Raw records →
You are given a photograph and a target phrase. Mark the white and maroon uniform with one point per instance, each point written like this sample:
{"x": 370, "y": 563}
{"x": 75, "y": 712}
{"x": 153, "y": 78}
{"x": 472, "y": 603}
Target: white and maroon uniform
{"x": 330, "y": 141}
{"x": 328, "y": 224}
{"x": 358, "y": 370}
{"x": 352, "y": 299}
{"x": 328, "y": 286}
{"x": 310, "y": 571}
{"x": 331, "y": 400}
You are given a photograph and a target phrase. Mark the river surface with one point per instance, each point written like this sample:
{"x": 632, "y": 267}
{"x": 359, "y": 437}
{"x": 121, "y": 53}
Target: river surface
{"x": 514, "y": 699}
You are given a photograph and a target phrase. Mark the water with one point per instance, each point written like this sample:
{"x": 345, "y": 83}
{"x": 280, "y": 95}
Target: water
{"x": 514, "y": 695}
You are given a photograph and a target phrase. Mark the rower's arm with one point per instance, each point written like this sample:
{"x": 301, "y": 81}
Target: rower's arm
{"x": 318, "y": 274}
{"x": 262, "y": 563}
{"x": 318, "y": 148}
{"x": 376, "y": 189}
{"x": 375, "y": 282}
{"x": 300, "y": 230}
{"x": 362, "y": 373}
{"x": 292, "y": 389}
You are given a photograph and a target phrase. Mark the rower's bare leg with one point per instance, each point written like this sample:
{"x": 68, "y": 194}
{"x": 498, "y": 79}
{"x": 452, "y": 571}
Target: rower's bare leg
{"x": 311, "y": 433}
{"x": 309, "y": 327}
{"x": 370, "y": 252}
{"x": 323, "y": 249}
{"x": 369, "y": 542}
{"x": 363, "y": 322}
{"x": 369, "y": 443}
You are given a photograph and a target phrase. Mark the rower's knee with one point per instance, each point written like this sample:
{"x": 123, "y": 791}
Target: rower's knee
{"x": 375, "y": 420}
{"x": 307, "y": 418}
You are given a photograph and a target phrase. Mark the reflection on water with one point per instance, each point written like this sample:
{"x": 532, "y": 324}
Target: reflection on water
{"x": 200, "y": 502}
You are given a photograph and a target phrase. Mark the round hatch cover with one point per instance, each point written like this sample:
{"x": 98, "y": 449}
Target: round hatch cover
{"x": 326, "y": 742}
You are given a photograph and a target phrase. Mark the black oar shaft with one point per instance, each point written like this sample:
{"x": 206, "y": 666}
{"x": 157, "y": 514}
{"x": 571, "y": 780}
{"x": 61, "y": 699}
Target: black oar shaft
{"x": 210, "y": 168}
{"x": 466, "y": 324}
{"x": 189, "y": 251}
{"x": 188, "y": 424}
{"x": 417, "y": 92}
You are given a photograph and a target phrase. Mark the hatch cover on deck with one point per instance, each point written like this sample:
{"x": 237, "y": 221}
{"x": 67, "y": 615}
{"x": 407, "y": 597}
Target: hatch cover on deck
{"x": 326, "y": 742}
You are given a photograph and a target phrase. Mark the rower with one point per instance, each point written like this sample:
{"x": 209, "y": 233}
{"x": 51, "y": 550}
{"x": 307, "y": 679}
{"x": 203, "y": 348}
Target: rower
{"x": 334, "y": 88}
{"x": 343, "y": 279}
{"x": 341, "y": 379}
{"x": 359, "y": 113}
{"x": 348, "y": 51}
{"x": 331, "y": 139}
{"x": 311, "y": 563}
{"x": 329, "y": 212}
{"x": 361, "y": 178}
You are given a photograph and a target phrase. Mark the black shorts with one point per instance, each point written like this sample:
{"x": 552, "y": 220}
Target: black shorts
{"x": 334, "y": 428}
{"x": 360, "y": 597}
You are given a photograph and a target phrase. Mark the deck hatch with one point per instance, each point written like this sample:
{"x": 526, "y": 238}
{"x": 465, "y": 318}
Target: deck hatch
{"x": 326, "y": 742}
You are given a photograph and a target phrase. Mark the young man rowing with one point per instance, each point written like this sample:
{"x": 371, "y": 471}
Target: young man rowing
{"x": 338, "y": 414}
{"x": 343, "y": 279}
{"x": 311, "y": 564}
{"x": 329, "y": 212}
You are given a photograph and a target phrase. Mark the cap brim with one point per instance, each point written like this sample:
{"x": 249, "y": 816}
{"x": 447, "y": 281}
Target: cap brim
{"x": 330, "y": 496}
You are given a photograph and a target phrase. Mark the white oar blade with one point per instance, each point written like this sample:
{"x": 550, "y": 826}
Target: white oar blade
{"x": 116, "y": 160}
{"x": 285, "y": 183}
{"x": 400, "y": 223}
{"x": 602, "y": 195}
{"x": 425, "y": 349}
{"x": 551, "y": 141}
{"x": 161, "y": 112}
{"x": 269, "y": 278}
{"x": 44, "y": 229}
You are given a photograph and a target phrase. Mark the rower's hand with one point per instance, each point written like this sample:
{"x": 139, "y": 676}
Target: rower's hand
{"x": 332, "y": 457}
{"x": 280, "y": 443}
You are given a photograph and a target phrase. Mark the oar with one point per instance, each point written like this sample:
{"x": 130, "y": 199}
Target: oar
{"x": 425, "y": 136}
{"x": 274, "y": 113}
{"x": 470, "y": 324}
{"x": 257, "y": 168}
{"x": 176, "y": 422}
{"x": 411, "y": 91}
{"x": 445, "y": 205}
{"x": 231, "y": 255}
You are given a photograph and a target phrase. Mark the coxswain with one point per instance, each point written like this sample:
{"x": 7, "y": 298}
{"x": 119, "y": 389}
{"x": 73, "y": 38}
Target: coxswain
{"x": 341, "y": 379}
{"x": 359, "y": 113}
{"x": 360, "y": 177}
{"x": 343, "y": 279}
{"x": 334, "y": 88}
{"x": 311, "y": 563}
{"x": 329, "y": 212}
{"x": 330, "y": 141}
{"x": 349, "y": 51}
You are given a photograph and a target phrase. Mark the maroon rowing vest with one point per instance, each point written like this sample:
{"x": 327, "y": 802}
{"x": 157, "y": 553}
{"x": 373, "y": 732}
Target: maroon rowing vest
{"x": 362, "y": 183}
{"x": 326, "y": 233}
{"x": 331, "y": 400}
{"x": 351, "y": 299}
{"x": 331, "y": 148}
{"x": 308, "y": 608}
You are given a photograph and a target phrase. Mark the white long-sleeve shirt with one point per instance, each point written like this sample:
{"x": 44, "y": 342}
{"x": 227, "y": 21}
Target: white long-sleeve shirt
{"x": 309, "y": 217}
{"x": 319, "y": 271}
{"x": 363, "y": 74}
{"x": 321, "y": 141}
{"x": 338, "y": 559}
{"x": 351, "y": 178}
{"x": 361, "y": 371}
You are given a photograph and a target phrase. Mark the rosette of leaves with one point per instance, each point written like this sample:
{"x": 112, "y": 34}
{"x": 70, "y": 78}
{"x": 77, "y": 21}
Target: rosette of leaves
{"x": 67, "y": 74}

What to work on → Nothing should be left out: return all of the records exactly.

Answer →
You are given a photograph and a target phrase. Mark the white and maroon uniform with one point per instance, each point written like this sample:
{"x": 370, "y": 563}
{"x": 75, "y": 712}
{"x": 153, "y": 78}
{"x": 472, "y": 603}
Target: white and maroon uniform
{"x": 330, "y": 141}
{"x": 328, "y": 224}
{"x": 358, "y": 370}
{"x": 352, "y": 299}
{"x": 328, "y": 286}
{"x": 310, "y": 571}
{"x": 331, "y": 400}
You are given a photograph and a target phrase. Mark the river surface with one point per instance, each point written like this sample:
{"x": 632, "y": 267}
{"x": 359, "y": 437}
{"x": 121, "y": 53}
Target: river surface
{"x": 514, "y": 699}
You are given a photograph and a target phrase. Mark the water with one point per instance, each point written like this sample:
{"x": 345, "y": 83}
{"x": 280, "y": 95}
Target: water
{"x": 514, "y": 695}
You are given a photograph and a target phrase. Mark the rower's arm with one point per instance, each point written like this sample:
{"x": 301, "y": 81}
Target: rower's arm
{"x": 318, "y": 274}
{"x": 262, "y": 563}
{"x": 318, "y": 148}
{"x": 376, "y": 189}
{"x": 375, "y": 282}
{"x": 300, "y": 230}
{"x": 362, "y": 373}
{"x": 292, "y": 389}
You are given a photograph and a target phrase. Mark the rower's bare leg with one point per instance, each point written like this sample:
{"x": 68, "y": 194}
{"x": 498, "y": 79}
{"x": 452, "y": 571}
Target: rower's bare leg
{"x": 311, "y": 433}
{"x": 309, "y": 327}
{"x": 370, "y": 252}
{"x": 323, "y": 249}
{"x": 369, "y": 542}
{"x": 363, "y": 322}
{"x": 369, "y": 443}
You are given a photograph and a target phrase. Mark the rower's knee with one point per instance, each point written like this sample:
{"x": 123, "y": 791}
Target: rower's knee
{"x": 375, "y": 420}
{"x": 307, "y": 418}
You are given a photograph and a target phrase. Mark the reflection on water with one point per instance, each point written like this sample:
{"x": 532, "y": 324}
Target: reflection on water
{"x": 200, "y": 502}
You are given a photograph and a target phrase. Mark the round hatch cover with one point per instance, each point written like this sample:
{"x": 98, "y": 449}
Target: round hatch cover
{"x": 326, "y": 742}
You are given a photograph and a target phrase. Mark the black oar shaft with one point per instance, each point written like this sample:
{"x": 206, "y": 666}
{"x": 157, "y": 514}
{"x": 571, "y": 780}
{"x": 61, "y": 699}
Target: black oar shaft
{"x": 210, "y": 168}
{"x": 466, "y": 324}
{"x": 189, "y": 251}
{"x": 188, "y": 424}
{"x": 417, "y": 92}
You are given a photograph and a target phrase. Mark the hatch cover on deck with one point per instance, each point written like this sample:
{"x": 237, "y": 221}
{"x": 67, "y": 615}
{"x": 407, "y": 597}
Target: hatch cover on deck
{"x": 326, "y": 742}
You are given a photograph and a target phrase. Mark the rower with one point per instance, each point written like this sample:
{"x": 209, "y": 233}
{"x": 51, "y": 550}
{"x": 307, "y": 679}
{"x": 203, "y": 348}
Target: rower
{"x": 334, "y": 88}
{"x": 343, "y": 279}
{"x": 341, "y": 379}
{"x": 359, "y": 113}
{"x": 348, "y": 51}
{"x": 331, "y": 139}
{"x": 311, "y": 563}
{"x": 329, "y": 212}
{"x": 361, "y": 178}
You are given a photograph and a target phrase. Mark the black shorts with one point per instance, each point written like this sample:
{"x": 552, "y": 220}
Target: black shorts
{"x": 334, "y": 428}
{"x": 360, "y": 597}
You are given a photograph and a target phrase. Mark the deck hatch with one point per instance, each point written like this sample:
{"x": 526, "y": 238}
{"x": 465, "y": 318}
Target: deck hatch
{"x": 326, "y": 742}
You are given a photograph and a target phrase. Mark the young man rowing with one point per instance, each point written like this sample:
{"x": 371, "y": 471}
Target: young man rowing
{"x": 338, "y": 414}
{"x": 343, "y": 279}
{"x": 311, "y": 564}
{"x": 329, "y": 212}
You are given a photograph and a target phrase. Mark the cap brim with one point per instance, each point written like this sample:
{"x": 249, "y": 816}
{"x": 447, "y": 281}
Target: cap brim
{"x": 330, "y": 496}
You are given a photograph and a target phrase. Mark the white oar blade with one point per instance, each point written like this sample:
{"x": 550, "y": 826}
Target: white oar blade
{"x": 116, "y": 160}
{"x": 285, "y": 183}
{"x": 400, "y": 223}
{"x": 602, "y": 195}
{"x": 425, "y": 349}
{"x": 551, "y": 141}
{"x": 161, "y": 112}
{"x": 269, "y": 278}
{"x": 44, "y": 229}
You are given a photograph and a target phrase. Mark the rower's hand with one point per instance, each point written like this sample:
{"x": 139, "y": 676}
Target: rower's hand
{"x": 332, "y": 457}
{"x": 280, "y": 443}
You are given a photograph and a target phrase. Mark the oar with one point per instance, each point written like this sample:
{"x": 130, "y": 199}
Target: oar
{"x": 425, "y": 136}
{"x": 274, "y": 113}
{"x": 470, "y": 324}
{"x": 257, "y": 168}
{"x": 176, "y": 422}
{"x": 411, "y": 91}
{"x": 445, "y": 205}
{"x": 231, "y": 255}
You are given a photograph and a target phrase. Mark the coxswain with one point per instance, each point written like this sample:
{"x": 7, "y": 298}
{"x": 119, "y": 389}
{"x": 73, "y": 38}
Target: coxswain
{"x": 341, "y": 379}
{"x": 359, "y": 113}
{"x": 360, "y": 177}
{"x": 343, "y": 279}
{"x": 334, "y": 88}
{"x": 311, "y": 563}
{"x": 329, "y": 212}
{"x": 330, "y": 141}
{"x": 349, "y": 51}
You are given a photograph and a target phrase. Mark the maroon rowing vest with one point per instance, each point written like this sample:
{"x": 327, "y": 802}
{"x": 157, "y": 553}
{"x": 373, "y": 732}
Target: maroon rowing vest
{"x": 362, "y": 183}
{"x": 326, "y": 233}
{"x": 331, "y": 400}
{"x": 351, "y": 299}
{"x": 331, "y": 148}
{"x": 308, "y": 608}
You are given a photograph and a target phrase. Mark the white long-sleeve shirt with one point per instance, each point written like this sample:
{"x": 44, "y": 342}
{"x": 227, "y": 21}
Target: white long-sleeve shirt
{"x": 309, "y": 217}
{"x": 319, "y": 271}
{"x": 363, "y": 74}
{"x": 321, "y": 141}
{"x": 338, "y": 559}
{"x": 351, "y": 178}
{"x": 361, "y": 371}
You are given a photograph and a target phrase. Mark the rosette of leaves with one point per instance, each point written like this sample:
{"x": 112, "y": 34}
{"x": 70, "y": 78}
{"x": 77, "y": 21}
Target: rosette of leaves
{"x": 67, "y": 74}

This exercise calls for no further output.